[Stored records]
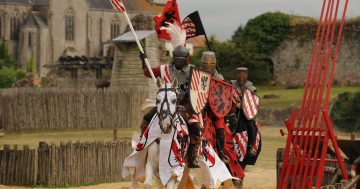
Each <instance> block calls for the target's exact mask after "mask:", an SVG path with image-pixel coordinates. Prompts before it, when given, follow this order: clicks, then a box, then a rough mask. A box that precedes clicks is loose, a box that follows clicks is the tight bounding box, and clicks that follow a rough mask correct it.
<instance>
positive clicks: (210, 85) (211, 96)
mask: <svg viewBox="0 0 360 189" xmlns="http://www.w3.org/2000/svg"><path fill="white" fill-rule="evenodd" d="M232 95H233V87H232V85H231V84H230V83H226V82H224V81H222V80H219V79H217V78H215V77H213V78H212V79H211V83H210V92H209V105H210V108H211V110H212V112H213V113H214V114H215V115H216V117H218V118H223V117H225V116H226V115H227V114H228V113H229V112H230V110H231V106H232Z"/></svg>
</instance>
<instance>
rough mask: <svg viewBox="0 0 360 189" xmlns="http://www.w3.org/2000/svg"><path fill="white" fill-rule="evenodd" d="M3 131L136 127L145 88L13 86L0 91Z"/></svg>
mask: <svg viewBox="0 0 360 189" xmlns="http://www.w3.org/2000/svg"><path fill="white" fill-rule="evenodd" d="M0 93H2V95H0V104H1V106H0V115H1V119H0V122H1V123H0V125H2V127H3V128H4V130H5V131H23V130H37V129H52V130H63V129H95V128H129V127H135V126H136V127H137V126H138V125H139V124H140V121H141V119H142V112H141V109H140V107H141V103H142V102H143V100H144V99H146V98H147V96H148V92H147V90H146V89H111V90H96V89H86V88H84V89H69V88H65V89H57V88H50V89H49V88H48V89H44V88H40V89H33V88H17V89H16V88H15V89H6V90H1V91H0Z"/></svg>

* * *

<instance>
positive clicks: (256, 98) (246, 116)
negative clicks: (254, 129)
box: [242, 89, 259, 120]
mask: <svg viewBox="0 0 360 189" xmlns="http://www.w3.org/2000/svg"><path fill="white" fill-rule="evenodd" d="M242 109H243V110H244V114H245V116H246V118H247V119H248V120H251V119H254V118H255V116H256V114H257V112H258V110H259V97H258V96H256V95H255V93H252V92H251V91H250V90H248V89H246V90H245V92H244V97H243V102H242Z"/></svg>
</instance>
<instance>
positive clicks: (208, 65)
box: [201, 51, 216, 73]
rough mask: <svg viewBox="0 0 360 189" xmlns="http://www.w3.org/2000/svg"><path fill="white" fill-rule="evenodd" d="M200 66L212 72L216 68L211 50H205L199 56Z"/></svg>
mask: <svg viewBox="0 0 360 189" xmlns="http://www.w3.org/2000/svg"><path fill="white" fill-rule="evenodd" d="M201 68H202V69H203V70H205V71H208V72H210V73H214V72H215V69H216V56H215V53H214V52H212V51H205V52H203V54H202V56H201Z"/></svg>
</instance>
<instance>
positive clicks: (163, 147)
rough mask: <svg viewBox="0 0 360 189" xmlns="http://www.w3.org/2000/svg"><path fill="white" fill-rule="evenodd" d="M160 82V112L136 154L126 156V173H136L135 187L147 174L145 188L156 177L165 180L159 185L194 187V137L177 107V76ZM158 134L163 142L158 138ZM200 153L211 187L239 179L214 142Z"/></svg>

* * *

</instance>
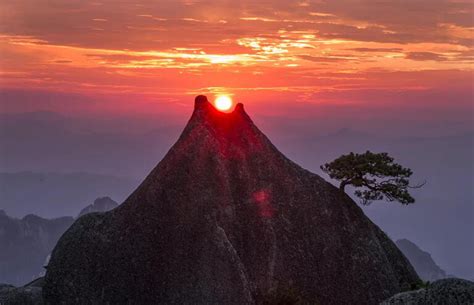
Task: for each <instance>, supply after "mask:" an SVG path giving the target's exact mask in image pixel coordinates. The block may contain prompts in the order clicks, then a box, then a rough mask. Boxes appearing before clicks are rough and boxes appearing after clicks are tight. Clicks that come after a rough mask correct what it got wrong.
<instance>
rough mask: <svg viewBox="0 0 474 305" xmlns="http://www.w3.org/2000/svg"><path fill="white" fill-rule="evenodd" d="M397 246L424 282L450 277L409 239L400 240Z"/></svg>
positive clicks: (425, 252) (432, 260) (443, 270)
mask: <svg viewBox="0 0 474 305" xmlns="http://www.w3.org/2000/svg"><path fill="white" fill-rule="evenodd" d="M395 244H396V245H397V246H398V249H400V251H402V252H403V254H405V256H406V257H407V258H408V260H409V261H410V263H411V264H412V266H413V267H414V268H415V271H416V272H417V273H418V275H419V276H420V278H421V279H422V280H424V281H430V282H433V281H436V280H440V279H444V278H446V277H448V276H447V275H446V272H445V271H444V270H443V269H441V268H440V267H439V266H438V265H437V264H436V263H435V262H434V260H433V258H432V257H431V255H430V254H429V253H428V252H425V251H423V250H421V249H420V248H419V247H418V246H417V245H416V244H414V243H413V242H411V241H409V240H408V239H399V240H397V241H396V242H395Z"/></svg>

> Task objective
Look through the entries, and return every line that the word "after" appears in.

> Response area
Each <instance> block calls for the target's exact mask after "mask:", an SVG path with image-pixel coordinates. Prompts before it, when given, follow this order: clicks, then a box, then a rough mask. A box that precedes clicks is loose, a box that follows clicks is the tight bounding box, and clicks that follow a rough mask correct it.
Task: for each <instance>, supply after "mask:" an SVG path giving the target's exact mask in image pixel coordinates. The block may contain prompts in the order clicks, then a box, then a rough mask. Boxes appearing before clicks are rough and boxes appearing after clicks are tight. Clicks that come after a rough mask correct what it got wrong.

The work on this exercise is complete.